Supplied text>
In search of beauty: Sudanese women throwing caution to the windsBy REEM ABBAS in Khartoum | Friday, June 15 2012 at 16:32
In Sudan, lighter skin is considered prettier and a sign of being enlightened.
To keep men interested, most women will do anything, even when the dangers are obvious. Skin lightening creams, some of which have had corrosive effects on many skins, often become their option.
The costs are not very friendly to all, but due to their demand, skin lighteners are well stocked in different sizes for the different market segments.
"We have been told from an early age, in our folktales, that as women we have to be beautiful," says Hadia Hasaballah , a Gender and Women's Studies professor at Ahfad University for Women.
"The standards of beauty now are light-skin and long hair.”
Sudan is a country divided between a number of dominant ethnic groups, a few of whom have a lighter-complexion. For a long time, the dominant groups have looked to the lighter north, that is Egypt and the rest of North Africa for beauty inspiration. With that comes the colour complex.
On the streets of Khartoum, women are busy. There is a crowded shop on street 40 in the capital that understands women and their skin complexes. Here, they can buy a spoon or a jar full of skin-lightening creams depending on their financial ability.

[Stored entries]
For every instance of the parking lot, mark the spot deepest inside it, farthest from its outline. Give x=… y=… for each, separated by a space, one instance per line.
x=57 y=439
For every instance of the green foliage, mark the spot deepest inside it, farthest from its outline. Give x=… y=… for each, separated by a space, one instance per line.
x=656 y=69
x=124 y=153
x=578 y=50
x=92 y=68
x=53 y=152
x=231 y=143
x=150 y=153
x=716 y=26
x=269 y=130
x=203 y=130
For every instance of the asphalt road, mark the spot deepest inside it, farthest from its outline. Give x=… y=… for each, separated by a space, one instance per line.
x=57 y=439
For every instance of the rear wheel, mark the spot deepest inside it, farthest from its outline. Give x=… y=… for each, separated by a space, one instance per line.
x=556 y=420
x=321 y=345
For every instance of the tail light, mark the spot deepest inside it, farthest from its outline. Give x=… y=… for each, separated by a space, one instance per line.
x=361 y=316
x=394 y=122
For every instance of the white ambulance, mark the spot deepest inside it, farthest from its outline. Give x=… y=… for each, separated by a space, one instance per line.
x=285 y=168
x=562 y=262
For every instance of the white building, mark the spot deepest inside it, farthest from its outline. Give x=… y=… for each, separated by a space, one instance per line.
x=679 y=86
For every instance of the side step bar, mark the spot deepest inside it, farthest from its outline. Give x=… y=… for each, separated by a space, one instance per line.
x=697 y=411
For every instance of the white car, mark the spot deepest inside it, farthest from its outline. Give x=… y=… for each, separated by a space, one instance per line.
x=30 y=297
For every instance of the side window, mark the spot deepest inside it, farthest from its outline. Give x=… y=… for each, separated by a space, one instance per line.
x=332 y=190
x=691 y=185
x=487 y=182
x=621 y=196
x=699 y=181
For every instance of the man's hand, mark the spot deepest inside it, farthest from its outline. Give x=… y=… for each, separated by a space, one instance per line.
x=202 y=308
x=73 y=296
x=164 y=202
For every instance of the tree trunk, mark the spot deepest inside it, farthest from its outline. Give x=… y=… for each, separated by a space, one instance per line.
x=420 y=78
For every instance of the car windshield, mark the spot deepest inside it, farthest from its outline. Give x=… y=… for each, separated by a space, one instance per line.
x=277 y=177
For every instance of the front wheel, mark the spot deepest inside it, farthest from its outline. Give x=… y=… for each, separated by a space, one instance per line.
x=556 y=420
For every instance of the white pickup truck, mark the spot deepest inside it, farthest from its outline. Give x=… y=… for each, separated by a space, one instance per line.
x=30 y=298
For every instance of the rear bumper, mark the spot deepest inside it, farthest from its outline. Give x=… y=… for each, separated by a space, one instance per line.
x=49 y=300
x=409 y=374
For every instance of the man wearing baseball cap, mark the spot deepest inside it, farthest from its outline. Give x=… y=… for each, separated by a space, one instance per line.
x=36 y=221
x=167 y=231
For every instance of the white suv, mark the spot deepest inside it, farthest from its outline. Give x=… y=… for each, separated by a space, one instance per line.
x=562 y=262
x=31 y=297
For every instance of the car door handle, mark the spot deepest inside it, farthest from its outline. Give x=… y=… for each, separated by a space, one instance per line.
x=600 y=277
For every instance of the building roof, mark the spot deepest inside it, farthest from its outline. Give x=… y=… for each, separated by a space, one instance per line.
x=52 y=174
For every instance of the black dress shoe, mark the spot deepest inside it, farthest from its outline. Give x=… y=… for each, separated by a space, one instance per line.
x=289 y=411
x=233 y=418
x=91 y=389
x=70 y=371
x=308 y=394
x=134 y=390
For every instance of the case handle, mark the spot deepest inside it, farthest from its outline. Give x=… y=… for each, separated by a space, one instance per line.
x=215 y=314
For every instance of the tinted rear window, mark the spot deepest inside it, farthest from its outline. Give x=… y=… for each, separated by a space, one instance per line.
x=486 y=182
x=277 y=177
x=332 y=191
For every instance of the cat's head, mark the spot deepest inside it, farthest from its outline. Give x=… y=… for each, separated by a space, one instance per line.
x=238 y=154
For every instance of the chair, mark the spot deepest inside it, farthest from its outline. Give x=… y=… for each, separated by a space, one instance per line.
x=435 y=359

Work instruction>
Carry on the article about skin lightening among Sudanese women from the point where it stops. You won't need the records for this.

Answer to this problem>
And this in not a new trend because skin-lightening is an age-old tradition for Sudanese women, but the methods used have now shifted from natural to chemical.
For years, Sudanese women resorted to scrubs made out of orange, yoghurt and natural products to change their skin. Now, with the media setting the standards for beauty by portraying light-skin presenters as hot, Sudanese women are opting for instant options.
The marginalised groups of Western Sudan and the new south, on the other hand, look up to the image of the lighter-skin Sudanese.
It is not so simple, says Hasaballah who has carried out research on skin-lightening creams. "War caused displacement that sent waves of people to urban areas where they were introduced to new colours and new standards of beauty that Sudanese had to live up," she says, but adds that even the educated middle-class girls bleach their skins excessively.
"They want to get married because they are born to think that this is their traditional role; to be wives and mothers," she says.
Sudanese began grasping the dangers of this trend when a popular male musician died of kidney failure a few years ago, reportedly after applying a bleaching cream.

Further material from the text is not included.